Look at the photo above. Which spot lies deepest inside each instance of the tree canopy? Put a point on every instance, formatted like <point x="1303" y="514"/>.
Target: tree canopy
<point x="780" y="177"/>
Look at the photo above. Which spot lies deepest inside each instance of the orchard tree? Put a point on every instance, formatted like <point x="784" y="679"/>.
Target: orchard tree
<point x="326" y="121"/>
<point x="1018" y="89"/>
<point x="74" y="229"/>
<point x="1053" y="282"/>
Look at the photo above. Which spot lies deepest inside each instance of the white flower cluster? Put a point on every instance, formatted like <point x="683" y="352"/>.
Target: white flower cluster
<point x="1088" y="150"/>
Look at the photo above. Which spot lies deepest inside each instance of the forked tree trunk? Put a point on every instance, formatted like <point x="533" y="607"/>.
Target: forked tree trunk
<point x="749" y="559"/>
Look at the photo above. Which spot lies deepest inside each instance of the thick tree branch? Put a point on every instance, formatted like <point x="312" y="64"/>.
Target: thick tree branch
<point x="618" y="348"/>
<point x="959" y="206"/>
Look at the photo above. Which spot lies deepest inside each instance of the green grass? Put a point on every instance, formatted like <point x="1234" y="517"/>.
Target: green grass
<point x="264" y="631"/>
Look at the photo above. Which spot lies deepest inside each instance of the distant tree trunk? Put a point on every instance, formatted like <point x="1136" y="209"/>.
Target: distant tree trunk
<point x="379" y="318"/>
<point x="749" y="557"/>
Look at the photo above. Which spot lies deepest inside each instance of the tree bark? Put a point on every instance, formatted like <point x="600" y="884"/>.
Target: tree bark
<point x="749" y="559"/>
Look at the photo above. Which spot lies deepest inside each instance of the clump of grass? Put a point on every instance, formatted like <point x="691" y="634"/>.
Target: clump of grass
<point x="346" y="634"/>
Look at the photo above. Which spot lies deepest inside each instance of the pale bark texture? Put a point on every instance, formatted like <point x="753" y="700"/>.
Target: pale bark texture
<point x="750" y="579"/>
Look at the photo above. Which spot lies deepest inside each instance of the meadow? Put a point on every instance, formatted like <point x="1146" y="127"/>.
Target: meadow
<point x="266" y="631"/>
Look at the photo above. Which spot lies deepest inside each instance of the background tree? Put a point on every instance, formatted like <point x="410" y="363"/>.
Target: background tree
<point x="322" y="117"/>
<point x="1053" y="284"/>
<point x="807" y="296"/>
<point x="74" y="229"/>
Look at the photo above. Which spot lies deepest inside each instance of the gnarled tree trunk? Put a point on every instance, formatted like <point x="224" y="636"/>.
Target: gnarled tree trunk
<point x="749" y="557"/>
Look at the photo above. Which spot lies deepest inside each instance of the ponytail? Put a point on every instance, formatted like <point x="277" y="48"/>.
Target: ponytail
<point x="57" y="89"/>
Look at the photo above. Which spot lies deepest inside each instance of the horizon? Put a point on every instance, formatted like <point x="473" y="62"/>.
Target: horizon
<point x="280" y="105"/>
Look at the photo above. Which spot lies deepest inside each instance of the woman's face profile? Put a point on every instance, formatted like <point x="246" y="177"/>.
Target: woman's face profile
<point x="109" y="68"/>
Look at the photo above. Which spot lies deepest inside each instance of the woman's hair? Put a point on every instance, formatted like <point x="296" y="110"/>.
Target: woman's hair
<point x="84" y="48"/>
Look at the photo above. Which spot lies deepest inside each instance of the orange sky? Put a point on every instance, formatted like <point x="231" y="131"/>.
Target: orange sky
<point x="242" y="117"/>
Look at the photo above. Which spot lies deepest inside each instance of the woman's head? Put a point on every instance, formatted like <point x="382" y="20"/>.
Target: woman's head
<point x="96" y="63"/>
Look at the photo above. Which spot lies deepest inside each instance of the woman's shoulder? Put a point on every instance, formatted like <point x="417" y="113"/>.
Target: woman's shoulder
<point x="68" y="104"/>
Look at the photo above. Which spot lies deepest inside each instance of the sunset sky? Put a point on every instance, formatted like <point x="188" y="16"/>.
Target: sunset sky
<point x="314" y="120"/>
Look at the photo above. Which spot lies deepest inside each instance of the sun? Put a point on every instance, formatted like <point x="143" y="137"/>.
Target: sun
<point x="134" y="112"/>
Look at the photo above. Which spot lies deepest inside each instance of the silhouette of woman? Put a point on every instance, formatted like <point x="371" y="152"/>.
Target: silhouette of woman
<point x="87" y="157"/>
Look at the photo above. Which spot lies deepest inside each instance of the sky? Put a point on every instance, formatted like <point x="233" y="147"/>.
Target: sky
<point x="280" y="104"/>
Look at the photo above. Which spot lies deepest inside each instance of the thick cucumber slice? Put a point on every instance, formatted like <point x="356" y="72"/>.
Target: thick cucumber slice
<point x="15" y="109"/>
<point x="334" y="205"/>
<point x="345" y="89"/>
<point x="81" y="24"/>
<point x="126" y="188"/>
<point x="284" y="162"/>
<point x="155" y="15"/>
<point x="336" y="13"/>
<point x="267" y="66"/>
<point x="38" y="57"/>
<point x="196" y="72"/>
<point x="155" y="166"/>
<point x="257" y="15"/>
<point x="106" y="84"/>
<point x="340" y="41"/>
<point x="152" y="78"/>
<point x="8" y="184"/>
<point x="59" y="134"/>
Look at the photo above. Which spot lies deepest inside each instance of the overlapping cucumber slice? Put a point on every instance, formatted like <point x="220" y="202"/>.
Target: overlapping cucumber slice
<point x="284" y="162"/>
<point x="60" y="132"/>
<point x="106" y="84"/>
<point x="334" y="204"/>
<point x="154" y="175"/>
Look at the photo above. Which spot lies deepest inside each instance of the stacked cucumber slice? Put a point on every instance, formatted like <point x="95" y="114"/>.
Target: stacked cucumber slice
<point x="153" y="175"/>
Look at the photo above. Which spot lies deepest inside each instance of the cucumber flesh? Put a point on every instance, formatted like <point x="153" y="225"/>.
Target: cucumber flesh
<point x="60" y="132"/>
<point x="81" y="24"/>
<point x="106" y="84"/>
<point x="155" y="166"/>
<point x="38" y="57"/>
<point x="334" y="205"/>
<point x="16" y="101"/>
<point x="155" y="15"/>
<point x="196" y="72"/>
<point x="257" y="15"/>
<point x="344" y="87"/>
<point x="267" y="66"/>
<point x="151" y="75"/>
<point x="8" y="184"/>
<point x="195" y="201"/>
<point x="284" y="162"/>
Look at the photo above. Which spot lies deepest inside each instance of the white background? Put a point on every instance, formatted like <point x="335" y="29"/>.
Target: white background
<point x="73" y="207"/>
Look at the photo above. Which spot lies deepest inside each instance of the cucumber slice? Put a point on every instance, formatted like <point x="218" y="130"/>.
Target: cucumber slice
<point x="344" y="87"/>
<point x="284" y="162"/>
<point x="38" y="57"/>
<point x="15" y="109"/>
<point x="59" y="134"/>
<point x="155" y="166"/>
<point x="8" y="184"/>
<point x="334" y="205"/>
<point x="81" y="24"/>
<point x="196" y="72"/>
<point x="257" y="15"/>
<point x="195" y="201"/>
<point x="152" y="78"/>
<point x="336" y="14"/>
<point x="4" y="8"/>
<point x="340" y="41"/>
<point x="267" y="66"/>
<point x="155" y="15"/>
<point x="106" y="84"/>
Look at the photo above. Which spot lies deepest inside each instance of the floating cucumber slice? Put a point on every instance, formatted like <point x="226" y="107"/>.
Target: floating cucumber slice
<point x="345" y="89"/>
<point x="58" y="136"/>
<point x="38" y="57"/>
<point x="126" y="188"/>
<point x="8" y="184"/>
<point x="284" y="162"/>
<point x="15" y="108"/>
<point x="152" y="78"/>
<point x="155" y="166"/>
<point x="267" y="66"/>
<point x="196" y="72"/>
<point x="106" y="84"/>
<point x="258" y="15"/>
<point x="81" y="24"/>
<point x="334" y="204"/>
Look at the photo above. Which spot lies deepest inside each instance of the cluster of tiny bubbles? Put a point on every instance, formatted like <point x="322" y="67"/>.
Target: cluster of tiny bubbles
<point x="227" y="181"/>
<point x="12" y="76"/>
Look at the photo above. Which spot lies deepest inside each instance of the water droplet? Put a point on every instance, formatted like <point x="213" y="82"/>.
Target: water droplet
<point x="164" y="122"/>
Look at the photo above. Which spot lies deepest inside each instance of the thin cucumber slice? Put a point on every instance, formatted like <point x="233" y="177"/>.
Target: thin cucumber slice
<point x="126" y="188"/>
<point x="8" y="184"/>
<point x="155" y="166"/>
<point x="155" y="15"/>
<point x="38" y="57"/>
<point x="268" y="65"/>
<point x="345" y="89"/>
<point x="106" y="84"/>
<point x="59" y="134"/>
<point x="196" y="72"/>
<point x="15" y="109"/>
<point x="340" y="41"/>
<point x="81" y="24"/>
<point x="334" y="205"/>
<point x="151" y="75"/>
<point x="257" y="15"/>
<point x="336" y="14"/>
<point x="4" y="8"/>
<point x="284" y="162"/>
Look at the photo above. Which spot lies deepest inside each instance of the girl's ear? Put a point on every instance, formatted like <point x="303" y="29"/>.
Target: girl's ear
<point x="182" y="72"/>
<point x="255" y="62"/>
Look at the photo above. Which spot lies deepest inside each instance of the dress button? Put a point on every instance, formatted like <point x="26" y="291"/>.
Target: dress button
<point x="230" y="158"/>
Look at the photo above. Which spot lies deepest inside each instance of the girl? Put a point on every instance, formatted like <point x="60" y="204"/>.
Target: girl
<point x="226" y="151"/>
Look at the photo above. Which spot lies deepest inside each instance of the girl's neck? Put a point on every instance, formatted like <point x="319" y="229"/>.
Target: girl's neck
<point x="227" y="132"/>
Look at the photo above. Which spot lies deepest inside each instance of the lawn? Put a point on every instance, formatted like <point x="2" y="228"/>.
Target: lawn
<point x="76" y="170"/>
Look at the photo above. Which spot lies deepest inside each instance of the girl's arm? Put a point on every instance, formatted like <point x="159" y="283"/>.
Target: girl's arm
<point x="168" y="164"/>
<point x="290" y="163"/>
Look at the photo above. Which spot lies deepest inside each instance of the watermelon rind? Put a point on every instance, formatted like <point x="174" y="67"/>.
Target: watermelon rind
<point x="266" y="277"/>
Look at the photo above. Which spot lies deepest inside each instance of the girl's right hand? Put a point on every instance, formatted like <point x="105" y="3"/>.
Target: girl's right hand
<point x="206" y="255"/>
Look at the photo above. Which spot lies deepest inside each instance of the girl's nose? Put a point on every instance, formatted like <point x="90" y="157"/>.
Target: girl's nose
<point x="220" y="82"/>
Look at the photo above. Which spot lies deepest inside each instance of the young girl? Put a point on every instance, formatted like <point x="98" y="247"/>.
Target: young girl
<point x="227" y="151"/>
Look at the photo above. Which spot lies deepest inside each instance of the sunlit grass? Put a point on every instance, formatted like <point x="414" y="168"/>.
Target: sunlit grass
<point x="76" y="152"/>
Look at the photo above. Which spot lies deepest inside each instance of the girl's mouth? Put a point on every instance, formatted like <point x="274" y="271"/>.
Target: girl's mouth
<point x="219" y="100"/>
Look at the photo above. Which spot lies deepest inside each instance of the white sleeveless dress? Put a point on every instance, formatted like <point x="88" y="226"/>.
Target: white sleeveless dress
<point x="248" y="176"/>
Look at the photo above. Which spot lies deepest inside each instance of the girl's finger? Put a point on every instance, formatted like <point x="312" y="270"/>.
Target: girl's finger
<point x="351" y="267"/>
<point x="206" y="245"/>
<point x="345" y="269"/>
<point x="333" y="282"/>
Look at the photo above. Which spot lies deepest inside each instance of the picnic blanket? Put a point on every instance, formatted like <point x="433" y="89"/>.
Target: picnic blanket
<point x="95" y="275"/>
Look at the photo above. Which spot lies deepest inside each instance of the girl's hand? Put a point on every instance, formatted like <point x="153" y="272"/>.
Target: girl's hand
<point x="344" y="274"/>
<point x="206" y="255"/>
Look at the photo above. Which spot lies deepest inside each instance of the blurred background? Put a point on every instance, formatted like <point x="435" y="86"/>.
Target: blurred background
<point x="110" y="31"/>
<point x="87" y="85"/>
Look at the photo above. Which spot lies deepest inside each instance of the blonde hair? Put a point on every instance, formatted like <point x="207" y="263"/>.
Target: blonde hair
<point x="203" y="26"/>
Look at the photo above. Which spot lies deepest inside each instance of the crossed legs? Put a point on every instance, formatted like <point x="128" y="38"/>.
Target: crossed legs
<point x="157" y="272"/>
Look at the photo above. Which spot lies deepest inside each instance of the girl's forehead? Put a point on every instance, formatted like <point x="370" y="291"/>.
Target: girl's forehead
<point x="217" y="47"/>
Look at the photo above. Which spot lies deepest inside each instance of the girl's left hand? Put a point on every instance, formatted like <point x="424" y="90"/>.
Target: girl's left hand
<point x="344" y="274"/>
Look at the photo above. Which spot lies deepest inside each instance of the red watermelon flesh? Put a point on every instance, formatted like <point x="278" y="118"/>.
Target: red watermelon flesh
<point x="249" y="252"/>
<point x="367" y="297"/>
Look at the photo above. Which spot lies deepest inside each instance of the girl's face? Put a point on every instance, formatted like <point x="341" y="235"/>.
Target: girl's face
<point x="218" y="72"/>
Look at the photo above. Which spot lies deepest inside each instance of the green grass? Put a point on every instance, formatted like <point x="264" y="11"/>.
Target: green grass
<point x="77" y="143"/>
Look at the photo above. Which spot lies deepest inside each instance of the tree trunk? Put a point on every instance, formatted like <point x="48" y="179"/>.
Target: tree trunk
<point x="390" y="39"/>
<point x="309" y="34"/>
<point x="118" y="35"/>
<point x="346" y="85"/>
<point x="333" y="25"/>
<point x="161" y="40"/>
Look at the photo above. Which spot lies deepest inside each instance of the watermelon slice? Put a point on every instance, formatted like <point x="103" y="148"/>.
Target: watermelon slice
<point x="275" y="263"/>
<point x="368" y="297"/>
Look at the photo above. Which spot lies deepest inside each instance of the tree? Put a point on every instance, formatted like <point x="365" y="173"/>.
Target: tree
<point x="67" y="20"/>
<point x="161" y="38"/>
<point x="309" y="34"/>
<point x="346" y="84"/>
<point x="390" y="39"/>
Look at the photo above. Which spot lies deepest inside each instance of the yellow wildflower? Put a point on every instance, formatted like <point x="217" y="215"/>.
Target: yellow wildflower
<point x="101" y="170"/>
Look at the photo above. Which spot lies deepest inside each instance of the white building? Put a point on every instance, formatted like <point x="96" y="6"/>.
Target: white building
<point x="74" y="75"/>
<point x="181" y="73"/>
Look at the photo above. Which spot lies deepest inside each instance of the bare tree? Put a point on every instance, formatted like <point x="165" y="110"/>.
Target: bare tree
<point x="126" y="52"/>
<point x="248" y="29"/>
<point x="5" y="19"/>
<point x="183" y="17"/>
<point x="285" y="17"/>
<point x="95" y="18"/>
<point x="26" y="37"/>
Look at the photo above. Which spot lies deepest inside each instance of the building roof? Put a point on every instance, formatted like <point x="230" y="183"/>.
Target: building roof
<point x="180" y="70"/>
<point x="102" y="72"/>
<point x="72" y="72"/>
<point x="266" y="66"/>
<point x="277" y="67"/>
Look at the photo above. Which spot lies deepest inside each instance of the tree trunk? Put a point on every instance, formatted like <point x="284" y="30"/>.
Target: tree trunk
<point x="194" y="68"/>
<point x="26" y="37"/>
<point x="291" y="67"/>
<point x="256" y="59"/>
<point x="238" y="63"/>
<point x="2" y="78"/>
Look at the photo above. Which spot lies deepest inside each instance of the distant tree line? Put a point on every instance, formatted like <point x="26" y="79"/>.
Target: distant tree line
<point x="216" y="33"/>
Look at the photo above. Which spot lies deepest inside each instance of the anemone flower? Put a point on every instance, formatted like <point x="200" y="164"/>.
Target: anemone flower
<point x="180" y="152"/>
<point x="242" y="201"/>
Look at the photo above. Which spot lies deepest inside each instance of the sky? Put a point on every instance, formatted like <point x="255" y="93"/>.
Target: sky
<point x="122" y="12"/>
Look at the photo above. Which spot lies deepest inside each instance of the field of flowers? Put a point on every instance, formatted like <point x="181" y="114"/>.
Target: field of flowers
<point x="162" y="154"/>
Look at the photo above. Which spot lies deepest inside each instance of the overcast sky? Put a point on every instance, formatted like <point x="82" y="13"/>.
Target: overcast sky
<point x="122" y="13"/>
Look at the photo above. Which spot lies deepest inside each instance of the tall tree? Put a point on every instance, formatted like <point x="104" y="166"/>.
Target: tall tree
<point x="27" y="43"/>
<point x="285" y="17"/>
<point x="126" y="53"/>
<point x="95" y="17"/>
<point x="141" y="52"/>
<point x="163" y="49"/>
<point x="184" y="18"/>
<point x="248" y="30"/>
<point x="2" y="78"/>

====

Job:
Starting at the line that contains "of the field", copy each line exactly through the end of the listing above. Include that first line and the last one, and add nothing.

Task result:
Look at the photo above. Which spot lies deepest inside each instance of the field of flowers? Put a point on every instance, formatted like <point x="181" y="114"/>.
Target: field of flowers
<point x="162" y="154"/>
Look at the photo above. Which spot lies deepest inside each instance of the overcast sky? Put a point on every instance, formatted like <point x="82" y="13"/>.
Target: overcast sky
<point x="122" y="13"/>
Look at the photo above. Which spot lies deepest inside each instance of the tall tree? Put a point on every instance, formatted like <point x="104" y="166"/>.
Target: tall tree
<point x="27" y="43"/>
<point x="285" y="17"/>
<point x="126" y="53"/>
<point x="95" y="17"/>
<point x="141" y="52"/>
<point x="163" y="49"/>
<point x="184" y="18"/>
<point x="248" y="30"/>
<point x="2" y="78"/>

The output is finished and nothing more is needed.